INPUT
*-*-*

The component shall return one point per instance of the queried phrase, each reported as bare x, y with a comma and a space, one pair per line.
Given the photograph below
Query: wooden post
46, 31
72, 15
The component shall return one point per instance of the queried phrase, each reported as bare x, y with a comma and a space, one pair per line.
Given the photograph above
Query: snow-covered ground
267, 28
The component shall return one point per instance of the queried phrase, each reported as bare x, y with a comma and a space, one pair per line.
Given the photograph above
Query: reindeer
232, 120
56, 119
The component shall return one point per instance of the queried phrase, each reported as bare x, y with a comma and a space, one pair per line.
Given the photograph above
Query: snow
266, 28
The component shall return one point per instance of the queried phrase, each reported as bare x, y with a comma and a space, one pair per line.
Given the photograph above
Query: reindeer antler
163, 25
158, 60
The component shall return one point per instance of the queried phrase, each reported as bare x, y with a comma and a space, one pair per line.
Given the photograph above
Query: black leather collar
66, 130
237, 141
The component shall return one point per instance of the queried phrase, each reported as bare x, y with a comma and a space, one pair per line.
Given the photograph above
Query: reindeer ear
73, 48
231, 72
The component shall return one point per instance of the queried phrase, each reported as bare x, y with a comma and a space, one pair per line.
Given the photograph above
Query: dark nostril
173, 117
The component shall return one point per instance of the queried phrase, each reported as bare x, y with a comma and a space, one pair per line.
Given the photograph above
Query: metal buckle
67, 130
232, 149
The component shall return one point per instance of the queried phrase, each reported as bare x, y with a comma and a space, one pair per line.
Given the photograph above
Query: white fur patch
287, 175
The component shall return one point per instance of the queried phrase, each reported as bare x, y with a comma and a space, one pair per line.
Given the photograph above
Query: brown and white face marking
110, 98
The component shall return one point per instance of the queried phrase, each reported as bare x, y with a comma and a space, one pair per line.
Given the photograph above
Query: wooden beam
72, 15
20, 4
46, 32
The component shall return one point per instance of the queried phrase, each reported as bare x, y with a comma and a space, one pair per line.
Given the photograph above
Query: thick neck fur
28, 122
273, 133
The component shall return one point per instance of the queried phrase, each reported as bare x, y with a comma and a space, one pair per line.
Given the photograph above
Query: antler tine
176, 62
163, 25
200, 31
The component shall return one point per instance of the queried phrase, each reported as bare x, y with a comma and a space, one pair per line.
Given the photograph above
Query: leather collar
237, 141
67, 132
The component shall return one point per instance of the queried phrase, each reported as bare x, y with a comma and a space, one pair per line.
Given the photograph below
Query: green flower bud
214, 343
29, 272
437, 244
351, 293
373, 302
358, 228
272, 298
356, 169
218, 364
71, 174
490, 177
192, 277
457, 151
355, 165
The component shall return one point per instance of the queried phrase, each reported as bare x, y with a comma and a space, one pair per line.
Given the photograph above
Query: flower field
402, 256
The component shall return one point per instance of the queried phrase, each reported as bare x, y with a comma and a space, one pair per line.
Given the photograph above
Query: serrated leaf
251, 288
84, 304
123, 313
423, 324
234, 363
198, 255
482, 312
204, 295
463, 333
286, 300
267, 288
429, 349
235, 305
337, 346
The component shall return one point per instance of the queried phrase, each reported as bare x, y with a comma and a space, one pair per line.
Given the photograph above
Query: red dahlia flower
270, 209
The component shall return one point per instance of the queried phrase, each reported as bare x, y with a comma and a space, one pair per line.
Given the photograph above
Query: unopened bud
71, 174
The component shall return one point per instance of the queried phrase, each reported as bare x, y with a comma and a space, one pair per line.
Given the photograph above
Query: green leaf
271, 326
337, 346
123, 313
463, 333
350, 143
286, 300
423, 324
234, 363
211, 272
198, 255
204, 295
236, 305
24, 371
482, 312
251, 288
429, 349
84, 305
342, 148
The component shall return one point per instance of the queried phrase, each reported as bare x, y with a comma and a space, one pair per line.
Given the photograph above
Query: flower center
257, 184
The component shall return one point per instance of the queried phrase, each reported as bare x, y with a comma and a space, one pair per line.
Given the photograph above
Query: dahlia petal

*-*-*

DIRECTIONS FOR THIS TASK
Write out all the lines again, exactly as they are.

ANSWER TO THIS EXERCISE
The component shall return one point per instance of the queried phrase, each reported as bare x, y with a comma and a space, one pair per line.
Given the photograph below
Query: wooden post
46, 31
72, 15
The component shall return one point per instance of the queried phrase, each reported as bare x, y with a comma and a space, one pair per line.
Given the photograph above
Query: snow-covered ground
267, 28
The component shall return one point per instance of the queried phrase, each reported as bare x, y with a comma and a space, one pair per line.
Given the photograph above
Query: reindeer
232, 120
56, 119
The component shall return one point per instance of the queried phrase, each reported as bare x, y with a comma and a space, one pair per line.
Given the photograph above
Query: snow
266, 28
The component shall return one point per instance of the queried phrase, each reported as bare x, y with a comma and a space, one pair per line.
Given the photograph above
Query: reindeer antler
163, 25
158, 60
The component shall return one point per instance of the queried phrase, each reported as bare x, y with a comma and a space, one pair per line.
Given the photograph above
Query: black leather collar
66, 130
237, 141
The component shall return one point per instance of the queried phrase, each reported as bare x, y with a comma and a space, one pair per line.
Given the photograph above
Query: reindeer ear
73, 48
231, 72
The component shall return one point per instance of the queried phrase, each reported as bare x, y with a comma and a space, one pair per line.
Given the photograph above
Query: dark nostril
173, 117
The component shall return one point per instance of the queried phrase, each reported as bare x, y with a comma and a space, one pair per line.
Given the photograph above
Query: metal buckle
67, 130
232, 149
The component shall return one point per instance of the queried phrase, each reported as bare x, y with a comma and a space, one pair per line.
Given the photograph above
Query: white fur patch
287, 175
The component shall return one point per instance of the queried phrase, each reported as bare x, y with a comma and a space, one pair per line.
Given the photograph above
Query: brown and white face marking
110, 98
The component shall return one point per instance of the queried phrase, each reported as bare x, y with a comma and a space, one pair per line.
Given the photograph above
Query: wooden beam
72, 15
20, 4
46, 32
The component shall return one point per instance of the queried phrase, each reported as bare x, y with a comma and a space, one pair per line.
Given the photograph above
Query: thick neck fur
28, 122
273, 133
The component shall return one point per instance of the queried phrase, each reported as bare x, y with a comma and a space, one pair per line.
Given the photograph above
Query: antler tine
176, 62
163, 25
200, 31
The component shall return one point per instance of the queried phrase, each reported as bare x, y with a comma and a space, one pair per line.
Given the photograph above
Query: leather collar
237, 141
67, 132
The component shall return one point per instance of the queried phrase, each reported as bare x, y with a comma and a space, one pair per line.
Given the photograph below
Query: green flower bud
214, 343
29, 272
437, 244
351, 293
373, 302
358, 228
272, 298
356, 169
218, 364
71, 174
490, 177
192, 277
457, 151
355, 165
The component shall return one point per instance of the queried phrase, each reported as bare x, y with a comma and a space, one pair per line.
Given the photograph above
Query: flower field
402, 256
The component shall return one point per instance of the queried phrase, each reported as bare x, y with a comma and a space, one pair per line.
Given the photograph above
Query: serrated leaf
251, 288
84, 304
123, 313
423, 324
234, 363
198, 255
482, 312
204, 295
463, 333
286, 300
267, 288
429, 349
235, 305
337, 346
The component shall return one point per instance of the queried phrase, each reported as bare x, y with a comma and a space, one pair per line.
Given the photograph above
Query: red dahlia flower
270, 209
The component shall return one point per instance of the queried phrase, each reported as bare x, y with a comma and a space, one pair per line.
Given the photograph above
Query: unopened bud
71, 174
The component shall return one point per instance of the queried phrase, each reported as bare x, y with a comma and a space, one pair per line.
Given the photograph above
Query: green leaf
271, 326
337, 346
123, 313
463, 333
350, 143
286, 300
423, 324
234, 363
211, 272
198, 255
204, 295
236, 305
24, 371
482, 312
251, 288
429, 349
84, 305
342, 148
The component shall return one point per instance of the queried phrase, each reported as bare x, y with a comma and a space, one pair per line.
Given the photograph above
Query: flower center
257, 184
The component shall return one point per instance of the queried phrase, each reported as bare x, y with a comma and a space, one pair per line.
Given the photograph above
Query: dahlia petal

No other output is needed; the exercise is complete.